データの行:
|---|

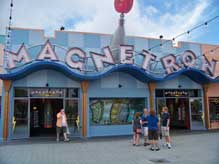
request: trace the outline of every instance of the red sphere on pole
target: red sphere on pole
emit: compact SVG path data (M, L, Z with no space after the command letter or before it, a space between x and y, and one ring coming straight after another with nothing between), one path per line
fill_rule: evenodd
M128 13L133 6L133 0L115 0L114 7L118 13Z

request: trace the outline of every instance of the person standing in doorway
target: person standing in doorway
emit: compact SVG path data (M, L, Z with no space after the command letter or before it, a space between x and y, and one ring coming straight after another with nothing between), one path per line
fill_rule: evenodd
M160 148L158 146L158 127L159 127L159 120L155 115L154 110L150 110L150 115L147 117L148 120L148 139L150 140L152 151L159 151Z
M69 141L69 138L67 137L67 117L65 114L64 109L61 109L60 112L56 115L57 121L56 121L56 141L59 141L60 133L63 133L64 141Z
M162 108L162 135L165 138L165 143L169 149L171 148L170 145L170 114L168 113L168 108L165 106Z
M139 146L140 135L141 135L141 113L136 112L134 119L132 120L133 126L133 146Z
M150 145L147 142L147 140L148 140L148 120L147 120L147 116L148 116L148 110L147 110L147 108L144 108L144 113L141 117L141 124L142 124L143 130L144 130L144 146Z

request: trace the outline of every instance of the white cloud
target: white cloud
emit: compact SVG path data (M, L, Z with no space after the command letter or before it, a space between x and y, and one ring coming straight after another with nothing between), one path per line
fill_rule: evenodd
M8 24L9 3L8 0L0 0L0 33L4 33ZM119 19L113 3L113 0L19 0L14 1L12 21L16 27L42 28L53 33L67 20L76 19L71 30L113 33ZM131 12L125 16L126 34L145 37L162 34L165 38L172 38L199 23L209 1L199 0L195 6L187 5L182 5L182 9L175 14L166 11L154 19L149 13L156 14L158 10L148 6L146 8L150 12L142 15L136 0ZM83 19L78 20L78 17Z
M154 15L158 13L158 9L154 6L145 7L145 14Z

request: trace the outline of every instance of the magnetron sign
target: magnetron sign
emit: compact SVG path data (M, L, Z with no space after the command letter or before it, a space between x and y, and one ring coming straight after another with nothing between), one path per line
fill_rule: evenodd
M15 69L18 63L28 64L33 61L43 61L49 60L53 62L59 62L60 58L56 54L53 46L49 40L43 45L43 48L40 52L35 55L36 57L32 59L28 52L28 49L22 44L19 50L14 52L8 52L8 69ZM109 46L102 48L102 54L96 52L89 52L89 57L92 59L93 65L95 66L95 71L101 71L109 65L118 65L118 64L129 64L134 65L134 46L133 45L120 45L118 51L120 63L116 63L114 60L114 54L112 53ZM151 65L156 61L161 62L163 70L166 74L171 74L173 72L179 71L180 69L189 67L197 69L197 56L191 50L186 50L180 55L180 60L176 59L174 54L168 54L166 56L157 59L157 56L147 50L142 50L139 53L141 58L141 65L139 66L144 71L150 71ZM85 70L85 65L87 64L86 60L88 54L83 51L81 48L72 47L69 48L64 54L64 63L67 67L71 69L78 69L80 71ZM201 57L201 63L199 64L199 70L204 71L212 78L216 75L216 64L217 61L212 60L208 61L205 56Z

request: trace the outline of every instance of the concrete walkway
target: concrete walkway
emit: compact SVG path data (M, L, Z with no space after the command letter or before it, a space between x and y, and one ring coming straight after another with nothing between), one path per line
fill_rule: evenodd
M19 141L0 145L0 164L219 164L219 132L172 136L173 148L152 152L131 137Z

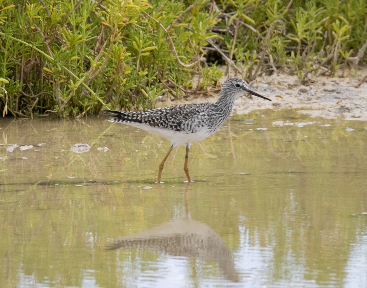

|---|

作業の目的:
上の資料の行をすべて、空行を除いて番号付きリストに並べてください。画像の行はリストに入れないでください。

解答全文:
1. request: trace the outline of every instance of the red sphere on pole
2. target: red sphere on pole
3. emit: compact SVG path data (M, L, Z with no space after the command letter or before it, a space between x and y, and one ring coming straight after another with nothing between), one path per line
4. fill_rule: evenodd
5. M128 13L133 6L133 0L115 0L114 7L118 13Z
6. request: trace the outline of every instance of the person standing in doorway
7. target: person standing in doorway
8. emit: compact SVG path data (M, L, Z with no space after the command letter or before it, a space between x and y, and one ring coming straight after another with nothing between), one path per line
9. fill_rule: evenodd
10. M160 148L158 146L158 127L159 127L159 120L155 115L154 110L150 110L150 115L147 117L148 120L148 139L150 140L152 151L159 151Z
11. M69 141L69 138L67 137L67 117L65 114L64 109L61 109L60 112L56 115L57 121L56 121L56 141L59 141L60 133L63 133L64 141Z
12. M162 108L162 135L165 138L165 143L169 149L171 148L170 145L170 114L168 113L168 108L165 106Z
13. M139 146L140 135L141 135L141 113L136 112L134 119L132 120L133 126L133 146Z
14. M150 145L147 142L147 140L148 140L148 120L147 120L147 116L148 116L148 110L147 110L147 108L144 108L144 113L141 117L141 124L142 124L143 130L144 130L144 146Z
15. request: trace the outline of every instance of the white cloud
16. target: white cloud
17. emit: compact SVG path data (M, L, Z with no space after the command letter or before it, a space between x and y, and one ring coming straight after another with nothing between), one path per line
18. fill_rule: evenodd
19. M8 24L9 3L8 0L0 0L0 33L4 33ZM119 19L113 3L113 0L19 0L14 1L12 21L16 27L42 28L53 33L67 20L76 19L71 30L113 33ZM131 12L125 16L126 34L145 37L162 34L165 38L172 38L199 23L209 1L199 0L195 6L187 5L182 5L182 9L175 14L166 11L154 19L149 13L156 14L158 10L148 6L146 8L150 12L142 15L136 0ZM83 19L78 20L78 17Z
20. M154 15L158 13L158 9L154 6L145 7L145 14Z
21. request: trace the outline of every instance of the magnetron sign
22. target: magnetron sign
23. emit: compact SVG path data (M, L, Z with no space after the command letter or before it, a space between x and y, and one ring coming straight after another with nothing between), one path per line
24. fill_rule: evenodd
25. M15 69L18 63L28 64L33 61L43 61L49 60L53 62L59 62L60 58L56 54L53 46L49 40L43 45L43 48L40 52L35 55L36 57L32 59L28 52L28 49L22 44L19 50L14 52L8 52L8 69ZM109 46L102 48L102 54L96 52L89 52L89 57L92 59L93 65L95 66L95 71L101 71L109 65L118 65L118 64L129 64L134 65L134 46L133 45L120 45L118 51L120 63L116 63L114 60L114 54L112 53ZM151 65L156 61L161 62L163 70L166 74L171 74L173 72L179 71L180 69L189 67L197 69L197 56L191 50L186 50L180 55L180 60L176 59L174 54L168 54L166 56L157 59L157 56L147 50L142 50L139 53L141 58L141 65L139 66L144 71L150 71ZM85 70L85 65L87 64L86 60L88 54L83 51L81 48L72 47L69 48L64 54L64 63L67 67L71 69L78 69L80 71ZM201 57L201 63L199 64L199 70L204 71L212 78L216 75L216 64L217 61L212 60L208 61L205 56Z
26. request: trace the outline of every instance of the concrete walkway
27. target: concrete walkway
28. emit: compact SVG path data (M, L, Z with no space after the command letter or before it, a space between x and y, and one ring coming straight after another with nothing between), one path per line
29. fill_rule: evenodd
30. M19 141L0 145L0 164L219 164L219 132L172 136L173 148L152 152L131 137Z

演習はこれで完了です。